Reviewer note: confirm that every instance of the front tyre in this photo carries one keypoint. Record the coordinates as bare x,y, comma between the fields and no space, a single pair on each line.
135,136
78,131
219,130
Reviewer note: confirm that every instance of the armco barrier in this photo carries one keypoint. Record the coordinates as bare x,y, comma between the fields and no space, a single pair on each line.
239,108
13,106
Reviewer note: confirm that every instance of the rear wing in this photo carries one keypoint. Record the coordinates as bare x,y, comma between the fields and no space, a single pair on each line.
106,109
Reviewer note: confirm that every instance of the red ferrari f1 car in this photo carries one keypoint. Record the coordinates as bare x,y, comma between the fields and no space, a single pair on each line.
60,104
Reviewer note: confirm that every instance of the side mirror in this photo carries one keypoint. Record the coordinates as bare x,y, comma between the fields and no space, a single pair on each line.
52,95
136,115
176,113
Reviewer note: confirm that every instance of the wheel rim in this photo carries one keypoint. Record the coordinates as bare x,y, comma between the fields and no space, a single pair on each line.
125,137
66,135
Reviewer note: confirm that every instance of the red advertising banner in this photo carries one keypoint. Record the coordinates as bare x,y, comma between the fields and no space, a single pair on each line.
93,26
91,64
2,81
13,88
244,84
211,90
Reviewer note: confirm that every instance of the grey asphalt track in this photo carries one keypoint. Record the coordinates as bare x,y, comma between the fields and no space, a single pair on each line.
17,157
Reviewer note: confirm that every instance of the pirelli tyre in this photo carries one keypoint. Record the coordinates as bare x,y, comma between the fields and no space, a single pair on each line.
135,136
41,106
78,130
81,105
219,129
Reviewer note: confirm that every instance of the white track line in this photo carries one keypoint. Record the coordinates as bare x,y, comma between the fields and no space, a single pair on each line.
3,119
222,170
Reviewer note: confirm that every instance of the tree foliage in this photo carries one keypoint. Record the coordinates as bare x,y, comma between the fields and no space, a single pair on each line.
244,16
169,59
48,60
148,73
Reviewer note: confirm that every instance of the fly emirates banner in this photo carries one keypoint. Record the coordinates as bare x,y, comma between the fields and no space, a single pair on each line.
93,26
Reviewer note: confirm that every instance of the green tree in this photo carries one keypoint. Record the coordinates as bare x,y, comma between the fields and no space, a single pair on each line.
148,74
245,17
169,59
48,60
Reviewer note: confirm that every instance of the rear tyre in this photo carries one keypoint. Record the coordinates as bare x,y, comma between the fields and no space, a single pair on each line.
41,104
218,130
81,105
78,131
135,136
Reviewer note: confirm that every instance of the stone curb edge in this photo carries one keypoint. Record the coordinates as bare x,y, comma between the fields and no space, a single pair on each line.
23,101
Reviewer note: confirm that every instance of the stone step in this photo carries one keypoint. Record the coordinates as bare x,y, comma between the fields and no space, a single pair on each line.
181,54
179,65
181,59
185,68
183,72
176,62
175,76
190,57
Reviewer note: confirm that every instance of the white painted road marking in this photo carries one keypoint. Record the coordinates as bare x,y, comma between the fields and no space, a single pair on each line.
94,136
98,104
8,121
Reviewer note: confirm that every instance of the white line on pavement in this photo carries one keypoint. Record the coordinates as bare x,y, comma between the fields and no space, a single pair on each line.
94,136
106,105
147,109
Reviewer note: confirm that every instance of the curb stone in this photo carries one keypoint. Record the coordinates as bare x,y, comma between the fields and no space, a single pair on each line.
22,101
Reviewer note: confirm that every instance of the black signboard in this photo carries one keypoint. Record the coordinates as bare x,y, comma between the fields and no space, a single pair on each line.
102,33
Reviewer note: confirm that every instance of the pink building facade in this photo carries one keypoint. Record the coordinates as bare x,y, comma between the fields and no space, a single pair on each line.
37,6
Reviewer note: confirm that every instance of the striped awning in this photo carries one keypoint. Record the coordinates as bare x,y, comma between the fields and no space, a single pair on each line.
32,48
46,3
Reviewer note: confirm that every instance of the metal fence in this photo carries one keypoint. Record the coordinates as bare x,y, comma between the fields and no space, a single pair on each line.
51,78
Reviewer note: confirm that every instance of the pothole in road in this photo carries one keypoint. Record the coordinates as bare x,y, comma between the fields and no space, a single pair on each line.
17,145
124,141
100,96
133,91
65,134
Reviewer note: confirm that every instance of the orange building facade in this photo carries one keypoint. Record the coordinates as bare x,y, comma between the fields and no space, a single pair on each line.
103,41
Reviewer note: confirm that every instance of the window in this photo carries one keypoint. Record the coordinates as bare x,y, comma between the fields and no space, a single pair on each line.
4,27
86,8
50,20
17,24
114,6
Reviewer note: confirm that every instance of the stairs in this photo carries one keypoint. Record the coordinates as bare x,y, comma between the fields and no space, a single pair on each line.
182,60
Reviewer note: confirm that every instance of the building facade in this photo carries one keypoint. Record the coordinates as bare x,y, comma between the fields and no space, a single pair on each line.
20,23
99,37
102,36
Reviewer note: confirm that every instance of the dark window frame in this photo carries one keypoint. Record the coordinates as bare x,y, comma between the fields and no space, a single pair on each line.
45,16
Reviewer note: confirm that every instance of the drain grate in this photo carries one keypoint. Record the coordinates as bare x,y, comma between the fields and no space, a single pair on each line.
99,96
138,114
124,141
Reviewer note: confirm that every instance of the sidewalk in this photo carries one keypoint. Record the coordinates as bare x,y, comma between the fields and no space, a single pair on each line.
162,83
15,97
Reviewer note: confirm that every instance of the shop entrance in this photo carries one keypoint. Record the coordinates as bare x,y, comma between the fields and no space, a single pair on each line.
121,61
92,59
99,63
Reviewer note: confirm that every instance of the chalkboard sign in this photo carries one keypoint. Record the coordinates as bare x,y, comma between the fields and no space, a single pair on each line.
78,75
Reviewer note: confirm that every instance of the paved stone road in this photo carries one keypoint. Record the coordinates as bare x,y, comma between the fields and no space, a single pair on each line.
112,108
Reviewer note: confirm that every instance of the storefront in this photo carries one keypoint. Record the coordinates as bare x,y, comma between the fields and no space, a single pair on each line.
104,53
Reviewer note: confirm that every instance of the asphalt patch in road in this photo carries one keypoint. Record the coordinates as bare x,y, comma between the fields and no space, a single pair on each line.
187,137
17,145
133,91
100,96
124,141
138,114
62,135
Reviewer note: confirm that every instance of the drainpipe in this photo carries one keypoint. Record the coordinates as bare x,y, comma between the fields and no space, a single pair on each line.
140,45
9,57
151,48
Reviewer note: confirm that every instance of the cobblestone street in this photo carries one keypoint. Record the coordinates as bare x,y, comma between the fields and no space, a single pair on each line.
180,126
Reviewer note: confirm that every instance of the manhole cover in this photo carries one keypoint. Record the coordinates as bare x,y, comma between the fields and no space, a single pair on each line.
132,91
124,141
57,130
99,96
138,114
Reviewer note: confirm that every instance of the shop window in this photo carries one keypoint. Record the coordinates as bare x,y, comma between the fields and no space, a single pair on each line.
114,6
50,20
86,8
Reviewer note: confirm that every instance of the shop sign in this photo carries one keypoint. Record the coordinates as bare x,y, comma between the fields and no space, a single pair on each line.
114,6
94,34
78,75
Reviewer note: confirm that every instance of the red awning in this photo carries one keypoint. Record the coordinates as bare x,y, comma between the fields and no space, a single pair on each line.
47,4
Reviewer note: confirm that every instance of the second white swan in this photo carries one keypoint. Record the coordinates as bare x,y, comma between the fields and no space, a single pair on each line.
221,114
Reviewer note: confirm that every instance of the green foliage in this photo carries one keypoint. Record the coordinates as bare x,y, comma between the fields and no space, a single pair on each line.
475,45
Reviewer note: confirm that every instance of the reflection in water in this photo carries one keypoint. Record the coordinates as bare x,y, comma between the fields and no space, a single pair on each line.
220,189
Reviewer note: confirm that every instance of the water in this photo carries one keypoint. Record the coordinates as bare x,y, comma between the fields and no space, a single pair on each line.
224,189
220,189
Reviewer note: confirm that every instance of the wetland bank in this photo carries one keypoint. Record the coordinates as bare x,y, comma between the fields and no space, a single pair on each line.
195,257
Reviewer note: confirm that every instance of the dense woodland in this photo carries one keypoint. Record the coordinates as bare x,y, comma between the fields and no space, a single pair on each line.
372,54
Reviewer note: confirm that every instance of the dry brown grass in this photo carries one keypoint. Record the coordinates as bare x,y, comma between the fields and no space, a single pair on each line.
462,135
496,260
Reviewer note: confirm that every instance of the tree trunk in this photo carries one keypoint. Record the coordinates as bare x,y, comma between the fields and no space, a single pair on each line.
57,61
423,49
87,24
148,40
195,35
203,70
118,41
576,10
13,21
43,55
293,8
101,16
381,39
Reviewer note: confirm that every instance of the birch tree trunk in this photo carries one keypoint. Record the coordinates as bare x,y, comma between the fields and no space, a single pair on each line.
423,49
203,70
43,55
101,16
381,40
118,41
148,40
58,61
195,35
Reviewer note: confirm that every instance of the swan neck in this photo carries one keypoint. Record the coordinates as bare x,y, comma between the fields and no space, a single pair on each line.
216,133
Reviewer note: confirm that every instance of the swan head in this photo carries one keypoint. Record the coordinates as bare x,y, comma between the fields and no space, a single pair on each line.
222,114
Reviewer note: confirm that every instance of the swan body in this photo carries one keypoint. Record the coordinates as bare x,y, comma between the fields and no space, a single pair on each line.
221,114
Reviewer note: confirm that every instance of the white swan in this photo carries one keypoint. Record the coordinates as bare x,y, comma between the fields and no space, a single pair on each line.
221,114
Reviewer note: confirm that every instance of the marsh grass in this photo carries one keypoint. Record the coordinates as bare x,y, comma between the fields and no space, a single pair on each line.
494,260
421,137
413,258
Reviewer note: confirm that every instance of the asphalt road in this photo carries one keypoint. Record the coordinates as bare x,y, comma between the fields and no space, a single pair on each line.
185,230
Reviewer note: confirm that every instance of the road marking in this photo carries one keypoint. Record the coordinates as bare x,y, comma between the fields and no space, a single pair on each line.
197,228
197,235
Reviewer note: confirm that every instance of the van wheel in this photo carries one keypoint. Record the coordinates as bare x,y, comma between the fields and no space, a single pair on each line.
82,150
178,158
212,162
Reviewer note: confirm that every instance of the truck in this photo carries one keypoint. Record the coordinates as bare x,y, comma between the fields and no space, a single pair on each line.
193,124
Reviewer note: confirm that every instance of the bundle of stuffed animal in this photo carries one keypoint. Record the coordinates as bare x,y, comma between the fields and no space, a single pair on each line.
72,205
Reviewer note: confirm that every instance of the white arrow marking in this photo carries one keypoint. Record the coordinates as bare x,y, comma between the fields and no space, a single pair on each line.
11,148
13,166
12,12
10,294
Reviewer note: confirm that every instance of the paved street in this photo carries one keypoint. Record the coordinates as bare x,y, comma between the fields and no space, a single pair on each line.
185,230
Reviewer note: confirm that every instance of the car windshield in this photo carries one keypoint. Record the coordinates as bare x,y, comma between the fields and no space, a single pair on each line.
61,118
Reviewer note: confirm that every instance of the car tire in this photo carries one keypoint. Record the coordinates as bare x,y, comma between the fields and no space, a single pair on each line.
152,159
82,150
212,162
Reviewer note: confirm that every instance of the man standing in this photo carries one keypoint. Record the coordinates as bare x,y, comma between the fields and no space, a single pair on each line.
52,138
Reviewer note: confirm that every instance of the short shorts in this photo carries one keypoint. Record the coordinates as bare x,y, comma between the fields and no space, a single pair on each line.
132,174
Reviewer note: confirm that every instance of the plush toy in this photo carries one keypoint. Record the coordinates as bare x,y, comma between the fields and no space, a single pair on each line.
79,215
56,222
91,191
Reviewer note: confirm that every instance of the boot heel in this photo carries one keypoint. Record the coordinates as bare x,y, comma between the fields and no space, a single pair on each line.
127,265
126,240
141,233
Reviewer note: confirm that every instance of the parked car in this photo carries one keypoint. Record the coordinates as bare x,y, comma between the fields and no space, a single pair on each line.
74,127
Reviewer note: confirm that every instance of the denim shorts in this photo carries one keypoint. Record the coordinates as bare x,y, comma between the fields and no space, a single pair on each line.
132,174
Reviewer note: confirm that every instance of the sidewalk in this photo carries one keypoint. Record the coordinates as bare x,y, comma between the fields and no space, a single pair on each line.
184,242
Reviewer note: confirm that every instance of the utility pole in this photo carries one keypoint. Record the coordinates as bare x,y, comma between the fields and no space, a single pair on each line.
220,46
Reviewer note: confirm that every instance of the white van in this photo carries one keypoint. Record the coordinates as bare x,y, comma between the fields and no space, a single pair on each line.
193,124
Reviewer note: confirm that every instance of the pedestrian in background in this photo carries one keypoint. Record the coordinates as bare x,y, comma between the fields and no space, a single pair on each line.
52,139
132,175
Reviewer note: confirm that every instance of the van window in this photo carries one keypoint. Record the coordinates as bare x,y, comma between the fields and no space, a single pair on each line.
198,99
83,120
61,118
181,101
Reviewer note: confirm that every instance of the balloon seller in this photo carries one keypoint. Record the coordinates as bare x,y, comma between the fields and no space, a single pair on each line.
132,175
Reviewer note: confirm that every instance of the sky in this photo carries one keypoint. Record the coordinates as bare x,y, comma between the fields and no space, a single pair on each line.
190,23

__________

◆ WHAT THE EXERCISE ASKS ◆
Reproduce, word for word, every line of the listing from the one containing "Reviewer note: confirm that every instance of the utility" through the end of the listing, both ends included.

◆ EXERCISE OUTPUT ◆
Reviewer note: confirm that every instance of the utility pole in this photo carries one keypoint. Record the coordinates as bare x,y, comma between the fields and no space, a single pair on each line.
220,46
Reviewer note: confirm that every instance of the white van in this photo carries one keypoint. Record the coordinates as bare x,y, comma between the fields and no space, a single pair on each line.
193,124
Reviewer note: confirm that every instance of the pedestrian in background in this photo carries one keypoint. Record the coordinates as bare x,y, comma between the fields and no space, a single pair on each line.
52,139
132,175
Reviewer note: confirm that every instance of the van window in this photo carries one keypoint. Record the coordinates as bare x,y, comma between the fields and no space, a single pair on each line.
198,99
83,120
61,118
181,101
Reviewer note: confirm that every instance of the balloon seller in this photo carries one keypoint. Record the coordinates as bare x,y, comma between the fields and no space, a single pair on each line.
132,175
Reviewer note: confirm that every instance of the sky in this photo carries one keypoint. Record the coordinates as bare x,y, comma between the fields and no space, a single pair on each line.
190,23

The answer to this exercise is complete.